Until now spatial simulation has generally involved a tradeoff between scale and fidelity. The ability to simulate and learn from complex, city-scale scenarios carries transformative potential for fields ranging from civil engineering to policy decision making. And with increasing adoption of autonomous systems in strategic planning, comprehensive simulation-based testing and validation has become imperative - for both safety and efficacy reasons.
To achieve this full-scale testing, a simulator must be able to maintain a high level of complexity on a massive scale with a large populace of concurrent agents. The reason for this is that complex systems require more that just an evaluation of their top-down, command and control strategy on a large scale. They also need continuous, realistic feedback of how their environment (human and machine) responds to and progressively shapes those controls and policies. This continuous feedback serves to help adapt the overall strategy to successfully function in the real world. But the scale-fidelity tradeoff has been a barrier to doing this successfully.

### Entries drawn from a collection
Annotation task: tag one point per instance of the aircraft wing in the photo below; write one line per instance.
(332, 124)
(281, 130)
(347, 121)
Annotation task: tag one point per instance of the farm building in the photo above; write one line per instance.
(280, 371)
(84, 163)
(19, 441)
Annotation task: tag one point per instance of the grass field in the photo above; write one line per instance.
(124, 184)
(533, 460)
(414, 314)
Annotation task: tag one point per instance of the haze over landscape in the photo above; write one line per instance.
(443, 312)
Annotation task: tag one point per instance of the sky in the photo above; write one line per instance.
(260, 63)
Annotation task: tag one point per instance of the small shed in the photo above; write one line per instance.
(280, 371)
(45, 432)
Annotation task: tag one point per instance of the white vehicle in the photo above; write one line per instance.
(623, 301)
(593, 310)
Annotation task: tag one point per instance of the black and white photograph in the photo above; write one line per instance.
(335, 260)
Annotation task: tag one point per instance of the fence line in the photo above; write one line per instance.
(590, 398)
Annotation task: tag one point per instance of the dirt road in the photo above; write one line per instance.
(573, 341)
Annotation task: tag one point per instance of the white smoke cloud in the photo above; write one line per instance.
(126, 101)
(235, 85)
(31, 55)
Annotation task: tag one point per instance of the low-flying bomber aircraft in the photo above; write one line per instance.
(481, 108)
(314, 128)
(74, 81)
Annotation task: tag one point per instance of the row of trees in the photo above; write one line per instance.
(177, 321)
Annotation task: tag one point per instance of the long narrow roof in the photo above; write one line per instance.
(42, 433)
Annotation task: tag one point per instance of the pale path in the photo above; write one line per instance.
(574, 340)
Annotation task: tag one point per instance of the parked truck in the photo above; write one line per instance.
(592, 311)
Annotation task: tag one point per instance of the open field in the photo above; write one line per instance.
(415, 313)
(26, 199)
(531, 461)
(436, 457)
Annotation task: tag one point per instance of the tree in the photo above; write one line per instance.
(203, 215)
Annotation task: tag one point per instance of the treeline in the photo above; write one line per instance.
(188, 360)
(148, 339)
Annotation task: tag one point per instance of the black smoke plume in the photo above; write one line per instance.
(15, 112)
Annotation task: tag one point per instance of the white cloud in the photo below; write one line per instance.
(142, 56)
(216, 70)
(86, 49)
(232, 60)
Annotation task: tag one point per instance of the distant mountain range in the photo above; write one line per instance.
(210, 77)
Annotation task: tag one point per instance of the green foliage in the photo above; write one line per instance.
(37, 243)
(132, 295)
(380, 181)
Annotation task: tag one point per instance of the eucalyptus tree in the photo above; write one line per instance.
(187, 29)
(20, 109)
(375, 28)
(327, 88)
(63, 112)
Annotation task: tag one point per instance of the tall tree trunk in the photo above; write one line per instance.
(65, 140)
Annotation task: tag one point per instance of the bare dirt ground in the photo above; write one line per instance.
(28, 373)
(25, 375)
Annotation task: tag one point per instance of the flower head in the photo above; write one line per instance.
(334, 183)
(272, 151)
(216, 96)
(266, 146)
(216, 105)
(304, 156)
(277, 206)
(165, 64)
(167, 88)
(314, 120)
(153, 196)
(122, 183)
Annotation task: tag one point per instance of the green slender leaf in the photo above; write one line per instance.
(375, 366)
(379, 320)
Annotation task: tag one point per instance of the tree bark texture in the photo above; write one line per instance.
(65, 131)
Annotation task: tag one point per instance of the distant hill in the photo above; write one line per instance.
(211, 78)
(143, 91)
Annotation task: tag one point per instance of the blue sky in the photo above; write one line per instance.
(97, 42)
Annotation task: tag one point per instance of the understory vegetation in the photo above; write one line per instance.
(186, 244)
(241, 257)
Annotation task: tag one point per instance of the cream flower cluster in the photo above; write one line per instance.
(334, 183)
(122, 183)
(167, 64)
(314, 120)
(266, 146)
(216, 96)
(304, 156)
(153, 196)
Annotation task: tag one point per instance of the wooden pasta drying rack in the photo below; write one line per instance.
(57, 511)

### The task
Please print the stretch of the passage on spatial simulation from "Until now spatial" through "and efficacy reasons.". The items have no connection to the passage on spatial simulation.

### Full answer
Until now spatial simulation has generally involved a tradeoff between scale and fidelity. The ability to simulate and learn from complex, city-scale scenarios carries transformative potential for fields ranging from civil engineering to policy decision making. And with increasing adoption of autonomous systems in strategic planning, comprehensive simulation-based testing and validation has become imperative - for both safety and efficacy reasons.